__Exercise directions__:
Revise the records below so that "one dot" becomes "one point" throughout. Leave everything else unchanged.

[Data entries]

◆ ◆ ◆ ◆

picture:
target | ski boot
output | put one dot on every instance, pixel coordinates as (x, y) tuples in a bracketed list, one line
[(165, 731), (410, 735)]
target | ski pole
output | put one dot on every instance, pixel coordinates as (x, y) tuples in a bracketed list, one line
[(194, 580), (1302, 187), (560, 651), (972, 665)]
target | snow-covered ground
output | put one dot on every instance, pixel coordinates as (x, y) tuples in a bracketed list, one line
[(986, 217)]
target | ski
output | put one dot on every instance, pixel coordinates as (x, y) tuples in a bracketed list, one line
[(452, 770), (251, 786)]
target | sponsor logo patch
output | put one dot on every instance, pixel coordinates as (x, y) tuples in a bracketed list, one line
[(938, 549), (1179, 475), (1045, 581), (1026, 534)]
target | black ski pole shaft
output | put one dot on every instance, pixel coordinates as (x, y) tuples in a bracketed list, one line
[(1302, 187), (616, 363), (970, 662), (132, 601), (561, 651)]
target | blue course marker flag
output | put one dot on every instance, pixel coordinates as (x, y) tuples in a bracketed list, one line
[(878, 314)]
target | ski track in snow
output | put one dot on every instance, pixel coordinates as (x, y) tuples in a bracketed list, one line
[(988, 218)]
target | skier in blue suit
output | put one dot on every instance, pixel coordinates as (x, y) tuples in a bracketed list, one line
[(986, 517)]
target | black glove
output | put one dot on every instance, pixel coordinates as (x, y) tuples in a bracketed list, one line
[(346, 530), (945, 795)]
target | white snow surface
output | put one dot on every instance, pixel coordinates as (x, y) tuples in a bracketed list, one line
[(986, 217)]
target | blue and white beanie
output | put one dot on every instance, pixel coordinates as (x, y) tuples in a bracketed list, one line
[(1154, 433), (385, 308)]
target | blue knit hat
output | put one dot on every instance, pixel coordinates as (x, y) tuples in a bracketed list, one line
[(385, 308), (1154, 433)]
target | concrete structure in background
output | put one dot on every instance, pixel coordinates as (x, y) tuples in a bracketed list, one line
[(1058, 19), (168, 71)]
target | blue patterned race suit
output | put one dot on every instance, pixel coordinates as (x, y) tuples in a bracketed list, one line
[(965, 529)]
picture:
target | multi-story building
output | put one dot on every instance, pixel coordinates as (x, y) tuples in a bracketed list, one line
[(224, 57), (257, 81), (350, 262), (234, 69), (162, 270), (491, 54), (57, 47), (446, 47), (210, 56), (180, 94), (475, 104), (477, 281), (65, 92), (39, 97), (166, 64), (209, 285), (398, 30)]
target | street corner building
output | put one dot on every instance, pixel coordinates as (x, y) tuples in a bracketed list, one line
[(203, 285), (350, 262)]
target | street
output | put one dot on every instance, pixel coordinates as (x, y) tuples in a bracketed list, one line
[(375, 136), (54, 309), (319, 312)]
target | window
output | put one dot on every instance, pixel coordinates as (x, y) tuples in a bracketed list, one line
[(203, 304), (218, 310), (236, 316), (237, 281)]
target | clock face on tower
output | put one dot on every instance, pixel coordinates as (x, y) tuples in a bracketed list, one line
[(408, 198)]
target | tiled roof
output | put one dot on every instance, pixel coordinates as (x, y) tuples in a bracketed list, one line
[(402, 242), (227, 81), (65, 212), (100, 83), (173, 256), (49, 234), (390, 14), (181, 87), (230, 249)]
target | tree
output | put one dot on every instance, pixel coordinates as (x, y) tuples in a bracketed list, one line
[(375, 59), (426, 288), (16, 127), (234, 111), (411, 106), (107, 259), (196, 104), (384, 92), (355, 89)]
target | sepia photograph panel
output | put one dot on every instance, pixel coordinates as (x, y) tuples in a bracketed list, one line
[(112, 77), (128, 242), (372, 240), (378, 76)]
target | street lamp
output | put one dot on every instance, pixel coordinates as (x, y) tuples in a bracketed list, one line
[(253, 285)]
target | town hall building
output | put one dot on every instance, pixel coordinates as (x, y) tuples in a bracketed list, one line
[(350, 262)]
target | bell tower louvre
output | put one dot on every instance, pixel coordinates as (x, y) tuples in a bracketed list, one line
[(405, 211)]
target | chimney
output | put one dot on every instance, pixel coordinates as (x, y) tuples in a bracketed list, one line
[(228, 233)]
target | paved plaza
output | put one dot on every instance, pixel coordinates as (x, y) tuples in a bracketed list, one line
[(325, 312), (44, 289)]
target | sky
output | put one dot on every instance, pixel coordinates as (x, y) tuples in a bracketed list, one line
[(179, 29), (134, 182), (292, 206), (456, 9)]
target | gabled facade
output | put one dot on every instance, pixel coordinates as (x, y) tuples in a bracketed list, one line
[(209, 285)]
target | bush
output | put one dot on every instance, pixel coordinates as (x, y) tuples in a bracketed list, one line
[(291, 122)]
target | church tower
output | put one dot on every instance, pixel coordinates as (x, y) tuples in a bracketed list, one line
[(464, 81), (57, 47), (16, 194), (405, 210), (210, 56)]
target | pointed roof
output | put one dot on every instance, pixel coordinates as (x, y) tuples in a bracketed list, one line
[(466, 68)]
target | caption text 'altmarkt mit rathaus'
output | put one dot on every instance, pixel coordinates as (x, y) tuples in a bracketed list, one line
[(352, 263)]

◆ ◆ ◆ ◆

__The reply__:
picture:
target | ski boot
output | put one point on every instance, pixel coordinates as (x, y) tuples in a bracketed list, one line
[(165, 731), (410, 735)]
target | ski pole
output | put one point on every instance, pixel coordinates as (x, y) tuples in a bracketed list, one line
[(194, 580), (1302, 187), (560, 651), (972, 665)]
target | snow-covered ground
output | put one point on every instance, pixel coordinates as (x, y) tuples in a bracketed list, one line
[(986, 217)]
target | ski
output | put one point on every instance, pixel coordinates as (x, y) tuples in a bracketed list, one line
[(452, 770), (251, 786)]
target | sponsor logo patch
output | put one point on every instance, pixel coordinates as (x, y) tuples in a bracketed list, one line
[(938, 549), (1179, 475), (1045, 581), (1026, 534)]
target | black ski pole shaft
output | put one point on every instance, pixel coordinates as (x, y) tuples in a bracketed list, one line
[(1302, 187), (616, 363), (970, 662), (132, 601), (561, 651)]
target | blue course marker flag
output | put one point on every instance, pixel coordinates as (x, y) tuples in a bracketed list, one line
[(878, 314)]
target | ski track in snow
output | put one point on every instance, pixel coordinates as (x, y) tuples in a bracketed list, one line
[(988, 218)]
target | skier in blue suit
output | put one point on every instance, pixel coordinates as (x, y) tuples in a bracketed list, one line
[(986, 517)]
target | black glove
output | put one point on every instance, pixel coordinates as (x, y) tuples in a bracketed list, one line
[(346, 530), (945, 795)]
target | white snow surface
output | put one point on every instance, pixel coordinates as (x, y) tuples in a bracketed list, one line
[(986, 217)]
target | blue and white beanie
output | put one point on every instance, pixel coordinates as (x, y) tuples in a bracketed list, one line
[(1154, 433), (385, 308)]
target | blue knit hat
output | put one point on every instance, pixel coordinates as (x, y) tuples in a bracketed list, one line
[(385, 308), (1154, 433)]
target | concrete structure in background
output | put one point on every instance, pixel coordinates as (x, y) tuples in a bracketed list, one line
[(1058, 19), (168, 71)]
target | blue patterned race suit
output | put one point on every instance, pixel coordinates as (x, y) tuples in a bracketed list, one line
[(965, 529)]
picture:
target | multi-story building
output | put one point on every instance, pixel coordinates as (x, y) tuples in a bracketed list, one line
[(224, 57), (257, 81), (350, 262), (234, 69), (162, 270), (491, 54), (57, 47), (446, 47), (210, 56), (180, 94), (475, 104), (477, 281), (65, 92), (39, 97), (166, 64), (209, 285), (398, 30)]
target | street corner building
output | put one point on every instance, pixel coordinates as (x, y) tuples in a bracketed list, one line
[(203, 285), (350, 262)]
target | street
output | put one point on every instance, pixel coordinates as (x, y) tuples in a bracketed list, one line
[(375, 136), (54, 309), (319, 312)]
target | window
output | put one point on every instance, pixel coordinates as (x, y) tuples in a bracketed list, one line
[(203, 304), (218, 310), (236, 316), (237, 281)]
target | clock face on tower
output | put one point on every instance, pixel coordinates as (x, y) tuples in a bracketed list, one line
[(408, 198)]
target | tiled roof
output | put one point on every instance, pixel coordinates as (x, y) tuples in a bracketed list, one line
[(402, 242), (227, 81), (65, 212), (100, 83), (173, 256), (49, 234), (390, 14), (181, 87), (230, 249)]
target | tree
output | put one point on every instance, pixel coordinates as (x, y) tuples in a bracketed list, one line
[(375, 59), (426, 288), (16, 127), (234, 111), (411, 106), (107, 259), (196, 104), (384, 92), (355, 89)]
target | sepia photograph panel
output | put one point on every instance, pixel coordinates as (x, y) tuples in a bracketed list, one line
[(112, 77), (128, 242), (372, 240), (378, 76)]
target | street lamp
output | put one point on every instance, pixel coordinates as (x, y) tuples in a bracketed list, one line
[(253, 285)]
target | town hall building
output | put one point on every instance, pixel coordinates as (x, y) tuples in a bracketed list, one line
[(350, 262)]
target | bell tower louvre
output | put one point on every instance, pixel coordinates as (x, y) tuples in a bracketed list, one line
[(405, 211)]
target | chimney
output | put one point on every instance, pixel coordinates as (x, y) tuples in a bracketed list, one line
[(228, 233)]
target | paved plaza
output | put one point on every instance, pixel coordinates as (x, y) tuples in a bracketed list, one line
[(325, 312), (44, 289)]
target | sky
output | put one point on every instance, pixel coordinates as (x, y) tuples in a bracketed list, one line
[(179, 29), (134, 182), (292, 206), (456, 9)]
target | gabled facade
output | put one point on every instance, pixel coordinates as (x, y) tuples in a bracketed list, one line
[(209, 285)]
target | bush
output | put one point on every instance, pixel coordinates as (x, y) tuples in a bracketed list, one line
[(291, 122)]
target | church tower
output | put one point on every instance, pixel coordinates as (x, y) tuples in a bracketed list, one line
[(464, 81), (57, 47), (16, 194), (405, 210), (210, 56)]
target | pointed roof
output | put one point on every instance, pixel coordinates as (x, y) tuples in a bracketed list, one line
[(466, 68)]
target | caption text 'altmarkt mit rathaus'
output | put one point on every instance, pixel coordinates as (x, y) tuples in a bracketed list, one line
[(352, 263)]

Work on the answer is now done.